■ **Stated goal A**
In the passage on the spinster stereotype, which of Balzac's novels bears that title?

■ **Document section**
You only have to hear the word “spinster” to conjure up the age-old stereotype of a woman in her forties, single and sexually inactive, living alone or with a few cats. Ideally, she will be quite ugly, a little bitter, if not downright nasty, recalling our representations of witches. Feminist theorists have been questioning and criticizing this figure for decades, whose presence in our collective imagination serves above all as a threat to women who decide not to marry or refuse to become mothers.
When we look at the history of these representations, it’s hard to avoid Balzac and his colossal Human Comedy (in French: ‘La Comédie Humaine’), in which portraits of old maids intersect and resemble each other to the point of constituting a social type. And were those patterns not incriminating enough, one of his novels is entitled Spinster (Vieille fille).

■ **Stated goal B**
Format the rows as a numbered list, starting at the line that contains "Identify the person's" and ending at the last line of the rows, both included, with blank lines omitted.

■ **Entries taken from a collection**
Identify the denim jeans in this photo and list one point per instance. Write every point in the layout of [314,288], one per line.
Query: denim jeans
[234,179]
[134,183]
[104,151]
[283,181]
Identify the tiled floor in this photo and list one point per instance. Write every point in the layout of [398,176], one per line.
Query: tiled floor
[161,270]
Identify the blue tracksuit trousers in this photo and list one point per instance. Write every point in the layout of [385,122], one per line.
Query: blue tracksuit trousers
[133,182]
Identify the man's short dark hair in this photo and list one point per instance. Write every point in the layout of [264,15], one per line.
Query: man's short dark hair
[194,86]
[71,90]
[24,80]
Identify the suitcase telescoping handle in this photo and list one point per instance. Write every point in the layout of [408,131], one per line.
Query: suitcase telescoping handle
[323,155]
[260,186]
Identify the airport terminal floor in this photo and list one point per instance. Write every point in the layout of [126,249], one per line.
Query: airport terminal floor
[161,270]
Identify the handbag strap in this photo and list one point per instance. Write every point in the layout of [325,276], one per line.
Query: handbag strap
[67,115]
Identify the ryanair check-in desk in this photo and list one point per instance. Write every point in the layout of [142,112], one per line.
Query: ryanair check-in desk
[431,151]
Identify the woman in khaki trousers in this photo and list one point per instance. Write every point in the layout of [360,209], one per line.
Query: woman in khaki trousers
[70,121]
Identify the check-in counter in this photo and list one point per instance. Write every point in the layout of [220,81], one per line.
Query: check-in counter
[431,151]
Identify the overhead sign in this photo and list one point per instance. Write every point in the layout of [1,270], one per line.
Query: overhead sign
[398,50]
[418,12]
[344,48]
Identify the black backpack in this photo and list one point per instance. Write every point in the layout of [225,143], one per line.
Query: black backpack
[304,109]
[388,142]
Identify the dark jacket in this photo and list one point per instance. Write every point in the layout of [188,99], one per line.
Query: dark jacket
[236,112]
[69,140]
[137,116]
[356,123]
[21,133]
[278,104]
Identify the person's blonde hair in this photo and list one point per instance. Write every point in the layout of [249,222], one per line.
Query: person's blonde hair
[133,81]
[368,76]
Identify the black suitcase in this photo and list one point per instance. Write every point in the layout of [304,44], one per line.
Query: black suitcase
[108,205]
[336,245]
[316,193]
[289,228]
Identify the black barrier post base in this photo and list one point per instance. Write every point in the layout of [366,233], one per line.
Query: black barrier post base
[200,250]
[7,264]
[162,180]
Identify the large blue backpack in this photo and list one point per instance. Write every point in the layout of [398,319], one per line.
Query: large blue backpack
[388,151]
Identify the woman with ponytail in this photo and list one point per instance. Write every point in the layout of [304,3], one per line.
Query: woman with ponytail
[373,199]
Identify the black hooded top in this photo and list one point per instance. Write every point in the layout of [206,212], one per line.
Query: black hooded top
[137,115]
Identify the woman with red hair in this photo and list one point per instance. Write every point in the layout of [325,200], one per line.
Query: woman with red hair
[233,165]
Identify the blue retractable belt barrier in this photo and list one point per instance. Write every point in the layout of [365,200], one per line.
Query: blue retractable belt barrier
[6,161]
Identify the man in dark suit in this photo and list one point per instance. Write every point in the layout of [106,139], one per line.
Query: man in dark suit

■ **Worked answer A**
Spinster (Vieille fille).

■ **Worked answer B**
1. Identify the person's blonde hair in this photo and list one point per instance. Write every point in the layout of [249,222], one per line.
2. Query: person's blonde hair
3. [133,81]
4. [368,76]
5. Identify the black suitcase in this photo and list one point per instance. Write every point in the layout of [304,44], one per line.
6. Query: black suitcase
7. [108,205]
8. [336,245]
9. [316,193]
10. [289,228]
11. Identify the black barrier post base in this photo and list one point per instance. Write every point in the layout of [366,233], one per line.
12. Query: black barrier post base
13. [200,250]
14. [7,264]
15. [162,180]
16. Identify the large blue backpack in this photo and list one point per instance. Write every point in the layout of [398,319], one per line.
17. Query: large blue backpack
18. [388,151]
19. Identify the woman with ponytail in this photo and list one point per instance. Write every point in the layout of [304,3], one per line.
20. Query: woman with ponytail
21. [373,199]
22. Identify the black hooded top in this photo and list one point per instance. Write every point in the layout of [206,212], one per line.
23. Query: black hooded top
24. [137,115]
25. Identify the woman with red hair in this photo and list one point per instance. Write every point in the layout of [325,200], one per line.
26. Query: woman with red hair
27. [233,165]
28. Identify the blue retractable belt barrier in this photo and list one point per instance. Write every point in the layout of [365,200], one per line.
29. Query: blue retractable belt barrier
30. [6,161]
31. Identify the man in dark suit in this photo and list one point per instance. Write every point in the layout of [106,139], one per line.
32. Query: man in dark suit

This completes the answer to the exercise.